Exercise requirements: Retype, with no changes, the entries below that begin with the line containing "is the green" and end with the line containing "is the curved", both of those lines included.

Material to process:
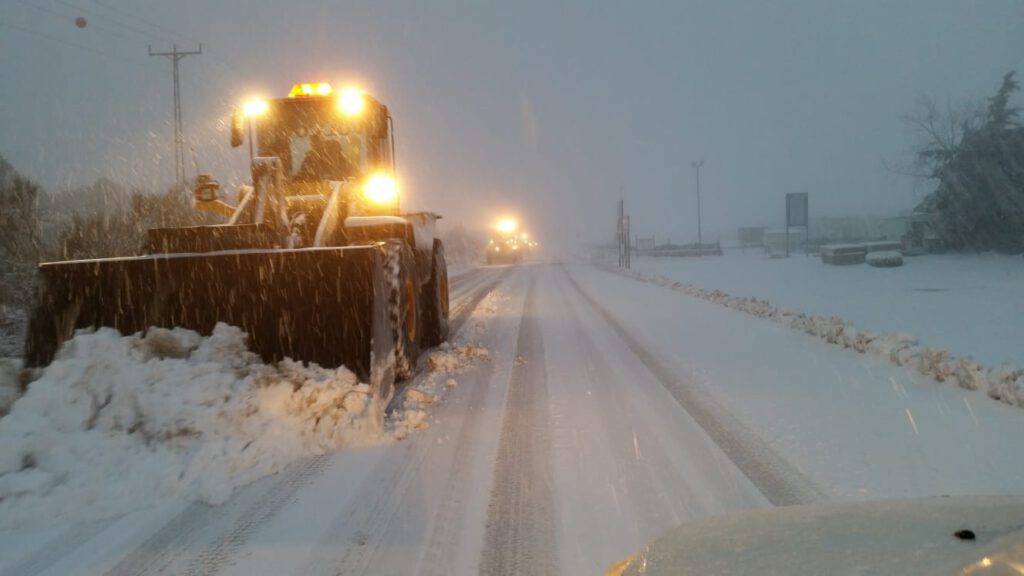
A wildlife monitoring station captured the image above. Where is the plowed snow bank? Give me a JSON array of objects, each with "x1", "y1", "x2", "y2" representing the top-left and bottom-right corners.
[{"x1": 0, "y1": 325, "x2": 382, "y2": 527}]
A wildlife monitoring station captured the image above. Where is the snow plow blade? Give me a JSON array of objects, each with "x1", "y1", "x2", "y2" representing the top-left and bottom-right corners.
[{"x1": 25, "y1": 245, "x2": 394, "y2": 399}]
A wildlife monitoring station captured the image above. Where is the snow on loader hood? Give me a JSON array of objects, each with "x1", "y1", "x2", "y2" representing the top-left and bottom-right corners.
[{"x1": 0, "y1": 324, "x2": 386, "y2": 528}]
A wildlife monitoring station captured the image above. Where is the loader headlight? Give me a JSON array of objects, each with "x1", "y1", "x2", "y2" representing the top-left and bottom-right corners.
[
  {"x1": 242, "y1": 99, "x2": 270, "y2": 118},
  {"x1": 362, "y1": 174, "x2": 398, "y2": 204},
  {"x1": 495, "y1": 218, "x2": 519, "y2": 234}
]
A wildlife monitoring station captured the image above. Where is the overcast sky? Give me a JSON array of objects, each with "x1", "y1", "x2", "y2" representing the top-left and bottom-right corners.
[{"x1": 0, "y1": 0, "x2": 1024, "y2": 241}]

==

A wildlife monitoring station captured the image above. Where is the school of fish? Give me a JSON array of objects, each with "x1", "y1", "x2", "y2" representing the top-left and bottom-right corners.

==

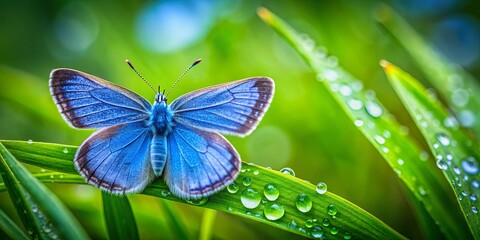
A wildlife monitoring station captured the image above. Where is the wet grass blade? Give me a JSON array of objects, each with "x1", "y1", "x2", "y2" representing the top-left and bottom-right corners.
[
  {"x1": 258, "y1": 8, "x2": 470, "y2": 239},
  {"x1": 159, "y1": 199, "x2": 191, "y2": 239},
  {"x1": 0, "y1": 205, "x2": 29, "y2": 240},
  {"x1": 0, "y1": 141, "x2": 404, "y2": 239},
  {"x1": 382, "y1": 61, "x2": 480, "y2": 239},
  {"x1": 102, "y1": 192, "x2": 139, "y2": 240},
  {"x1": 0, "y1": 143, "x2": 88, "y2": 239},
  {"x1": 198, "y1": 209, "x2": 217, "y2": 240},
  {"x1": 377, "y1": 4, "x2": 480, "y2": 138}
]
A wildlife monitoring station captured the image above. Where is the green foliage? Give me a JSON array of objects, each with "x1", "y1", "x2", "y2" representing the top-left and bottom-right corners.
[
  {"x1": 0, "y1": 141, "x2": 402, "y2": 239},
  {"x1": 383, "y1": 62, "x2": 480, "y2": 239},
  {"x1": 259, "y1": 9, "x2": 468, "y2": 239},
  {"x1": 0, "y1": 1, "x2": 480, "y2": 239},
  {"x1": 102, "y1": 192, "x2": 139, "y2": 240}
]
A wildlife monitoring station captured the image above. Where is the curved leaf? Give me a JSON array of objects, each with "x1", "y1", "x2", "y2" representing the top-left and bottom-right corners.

Exercise response:
A wildlife monitoring station captured the image above. Where is the green foliage? Give me a JSON array of objects, each with "x1", "y1", "x2", "y2" representing the top-left and bottom-right corners.
[
  {"x1": 0, "y1": 141, "x2": 402, "y2": 239},
  {"x1": 383, "y1": 62, "x2": 480, "y2": 239},
  {"x1": 259, "y1": 9, "x2": 468, "y2": 239},
  {"x1": 0, "y1": 1, "x2": 480, "y2": 239},
  {"x1": 102, "y1": 192, "x2": 139, "y2": 240}
]
A wildlife monitoring station captured the image above. Where is the curved leaf? Give me a JSON array of objects, each with "x1", "y1", "x2", "y2" representing the top-left and bottom-right corners.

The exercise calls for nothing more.